EXTRACT TO READ:
At least the development of nuclear weapons and long-range missiles, though more threatening, serves clear political and military purposes. Kim Jong-nam appeared to pose no danger to the existing regime. Even if Pyongyang was determined on murder, presumably the unguarded exile could have been killed the old-fashioned way, with a knife or gun at some other time.

So what to do about Pyongyang?

No one has any particularly good ideas. War would be disastrous. More sanctions aren’t likely to work. Beijing is frustrated, but not yet ready to risk the consequences of undermining regime stability in the North. Rhetorical denunciations mean nothing to a government which has perfected the art of the international insult.

Now making the rounds is a proposal to put the DPRK back on the official State Sponsors of Terrorism list. Washington, DC originally added North Korea in 1988 after the latter planted a bomb that destroyed a South Korean airliner. The act was classic terrorism, intended to instill fear prior to the Seoul Olympics.

The Bush administration removed the North from the list in 2008 in an attempt to further the six-party talks regarding Pyongyang’s nuclear program. That effort went nowhere, and since then the DPRK has proceeded with both its nuclear and missile programs.

Out of frustration with the North, the House Foreign Affairs Committee last year approved legislation to put the country back on the terrorism list. Another bill doing so was introduced in the House in January and a half-dozen senators recently urged the State Department to consider the possibility.

After the North’s latest outrage, the Heritage Foundation’s Bruce Klingner argued that “It is long past time for Washington to do the right thing and belatedly acknowledge that North Korea’s repeated deadly acts legally constitute terrorist acts and justify returning the regime to the State Sponsors of Terrorism list.” In practice, such a designation would allow the Trump administration to target financial transactions, mandate Washington’s opposition to loans and aid from international financial institutions, and eliminate North Korean sovereign immunity from civil lawsuit.

The only problem with the idea is that the North’s behavior, while odious, is not terrorism by any normal definition.

As the State Department has explained, “Countries determined by the Secretary of State to have repeatedly provided support for acts of international terrorism are designated pursuant to three laws.” Currently three countries are so designated, but with dubious justification.

Entries from a dataset:
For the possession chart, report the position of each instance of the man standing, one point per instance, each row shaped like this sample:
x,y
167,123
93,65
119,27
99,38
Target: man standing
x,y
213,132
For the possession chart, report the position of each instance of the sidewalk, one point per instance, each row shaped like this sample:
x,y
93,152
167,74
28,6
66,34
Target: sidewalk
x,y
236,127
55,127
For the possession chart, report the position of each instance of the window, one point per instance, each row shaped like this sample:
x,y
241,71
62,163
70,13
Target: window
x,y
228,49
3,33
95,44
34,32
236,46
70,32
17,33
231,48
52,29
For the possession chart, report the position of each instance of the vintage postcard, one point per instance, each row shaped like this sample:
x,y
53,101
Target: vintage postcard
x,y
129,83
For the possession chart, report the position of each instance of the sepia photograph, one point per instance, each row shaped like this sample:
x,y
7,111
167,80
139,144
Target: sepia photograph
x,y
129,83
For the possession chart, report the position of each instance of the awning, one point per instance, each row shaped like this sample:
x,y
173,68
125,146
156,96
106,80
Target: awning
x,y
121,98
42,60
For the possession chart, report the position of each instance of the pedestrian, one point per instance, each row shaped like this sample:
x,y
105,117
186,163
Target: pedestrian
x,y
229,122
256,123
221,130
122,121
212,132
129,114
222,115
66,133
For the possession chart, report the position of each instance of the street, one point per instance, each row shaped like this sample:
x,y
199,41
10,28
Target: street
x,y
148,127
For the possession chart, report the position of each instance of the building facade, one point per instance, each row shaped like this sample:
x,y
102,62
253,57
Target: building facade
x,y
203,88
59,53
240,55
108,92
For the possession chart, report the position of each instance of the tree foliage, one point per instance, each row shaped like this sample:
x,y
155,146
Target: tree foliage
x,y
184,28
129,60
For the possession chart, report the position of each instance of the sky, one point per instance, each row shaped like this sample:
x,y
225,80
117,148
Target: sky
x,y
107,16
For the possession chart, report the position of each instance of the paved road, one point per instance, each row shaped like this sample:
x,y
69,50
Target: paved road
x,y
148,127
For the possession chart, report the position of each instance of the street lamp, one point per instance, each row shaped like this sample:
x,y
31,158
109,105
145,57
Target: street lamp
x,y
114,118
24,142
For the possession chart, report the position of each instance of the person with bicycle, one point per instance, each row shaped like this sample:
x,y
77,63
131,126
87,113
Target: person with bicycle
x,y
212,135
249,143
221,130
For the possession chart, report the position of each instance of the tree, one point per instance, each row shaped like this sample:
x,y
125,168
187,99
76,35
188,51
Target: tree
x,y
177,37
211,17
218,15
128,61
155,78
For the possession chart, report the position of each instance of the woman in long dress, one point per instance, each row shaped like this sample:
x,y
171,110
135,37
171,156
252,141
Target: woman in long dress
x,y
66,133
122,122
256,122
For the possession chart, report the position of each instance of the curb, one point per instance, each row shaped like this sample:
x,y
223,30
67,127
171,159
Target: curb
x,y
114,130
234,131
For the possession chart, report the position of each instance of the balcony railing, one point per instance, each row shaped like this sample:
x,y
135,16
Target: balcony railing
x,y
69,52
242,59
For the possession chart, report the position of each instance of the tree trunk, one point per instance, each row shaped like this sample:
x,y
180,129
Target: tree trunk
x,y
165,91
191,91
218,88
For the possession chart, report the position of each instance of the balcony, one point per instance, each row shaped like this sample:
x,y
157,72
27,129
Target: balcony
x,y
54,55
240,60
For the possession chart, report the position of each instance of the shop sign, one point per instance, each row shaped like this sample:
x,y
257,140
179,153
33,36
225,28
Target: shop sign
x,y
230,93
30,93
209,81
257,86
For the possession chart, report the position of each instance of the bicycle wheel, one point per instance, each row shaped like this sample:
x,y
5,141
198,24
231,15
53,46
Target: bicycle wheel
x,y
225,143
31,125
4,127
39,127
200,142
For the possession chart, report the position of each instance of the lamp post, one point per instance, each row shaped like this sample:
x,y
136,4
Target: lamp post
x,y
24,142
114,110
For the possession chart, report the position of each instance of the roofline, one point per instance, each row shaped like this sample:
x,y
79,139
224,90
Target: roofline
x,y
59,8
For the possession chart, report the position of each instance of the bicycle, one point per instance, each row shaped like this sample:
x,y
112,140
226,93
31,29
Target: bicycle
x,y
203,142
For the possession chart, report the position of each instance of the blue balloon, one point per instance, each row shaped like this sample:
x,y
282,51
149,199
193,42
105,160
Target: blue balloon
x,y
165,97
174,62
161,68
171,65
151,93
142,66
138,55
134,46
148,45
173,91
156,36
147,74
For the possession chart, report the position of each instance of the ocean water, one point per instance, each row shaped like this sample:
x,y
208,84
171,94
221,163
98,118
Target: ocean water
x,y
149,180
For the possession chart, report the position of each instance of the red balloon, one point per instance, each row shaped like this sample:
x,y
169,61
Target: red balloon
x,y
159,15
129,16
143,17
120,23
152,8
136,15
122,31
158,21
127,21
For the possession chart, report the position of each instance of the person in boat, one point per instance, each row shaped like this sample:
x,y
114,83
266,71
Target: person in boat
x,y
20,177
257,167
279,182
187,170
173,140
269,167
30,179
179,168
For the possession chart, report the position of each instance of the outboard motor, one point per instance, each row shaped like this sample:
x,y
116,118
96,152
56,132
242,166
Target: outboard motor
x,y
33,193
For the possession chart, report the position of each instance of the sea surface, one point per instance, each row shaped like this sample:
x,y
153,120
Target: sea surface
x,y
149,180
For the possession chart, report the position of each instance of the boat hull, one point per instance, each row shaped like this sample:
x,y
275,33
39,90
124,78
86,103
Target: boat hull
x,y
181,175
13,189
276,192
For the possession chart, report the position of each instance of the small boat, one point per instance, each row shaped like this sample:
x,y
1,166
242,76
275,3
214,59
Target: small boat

==

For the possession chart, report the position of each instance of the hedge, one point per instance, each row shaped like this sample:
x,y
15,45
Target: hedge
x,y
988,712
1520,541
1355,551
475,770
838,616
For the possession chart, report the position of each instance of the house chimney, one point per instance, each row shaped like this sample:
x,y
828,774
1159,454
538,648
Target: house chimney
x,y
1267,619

WHAT YOU WILL DO:
a) Can you sum up the passage on North Korea and the terrorism list in two sentences?
b) Could you go on with the passage on North Korea and the terrorism list, starting after its last sentence?
Nothing here requires the material.

RESPONSES FOR EACH TASK:
a) Out of frustration with North Korea, House legislators, a half-dozen senators and the Heritage Foundation's Bruce Klingner have pushed to return it to the State Sponsors of Terrorism list. Washington first added it in 1988 after it bombed a South Korean airliner and removed it in 2008, but the passage argues that the North's behavior, while odious, is not terrorism by any normal definition.

b)
Sudan has been on the list since 1993 even though Khartoum long ago abandoned its dalliance with Al Qaeda and U.S. officials acknowledge that Sudan assists Washington in combatting Islamic violence. Indeed, Khartoum likely faces a greater threat from the Islamic State than does the United States. Still, Washington complains about Sudan allowing Hamas to raise money, but the latter governs Gaza after winning an election demanded by Washington. Nothing Khartoum does sounds like having “repeatedly provided support for acts of international terrorism.” Indeed, the State Department declared that “the United States is pleased with Sudan’s cooperation and the progress being made in their antiterrorist activities.”

Syria was added in 1979. Damascus long has been a repressive rather than terrorist state, as most people would understand it. It has hosted offices for a number of Palestinian groups, some of which have committed terrorist acts. That still falls far short of Syrian “sponsorship.” Most recently, the designation has been justified based on the Assad regime’s support for Hezbollah in Lebanon and its role as a transit point for foreign fighters into Iraq after the U.S. invasion. Hezbollah is another de facto government in conflict with Israel. Providing access to insurgents, some of whom may have committed terrorist acts, doesn’t sound like “sponsoring” terrorism. In fact, Syria’s policy also looks little different than Washington’s support for various armed groups fighting against unfriendly governments over the years.

Even the State Department has admitted that “the Syrian government has not been implicated directly in an act of terrorism since 1986.” And while Damascus has misused the term by accusing most all of its opponents of being “terrorists,” in the civil war “terrorists” are largely on the other side, attempting to overthrow the regime while killing those who do not hold the most violent and virulent version of Islam.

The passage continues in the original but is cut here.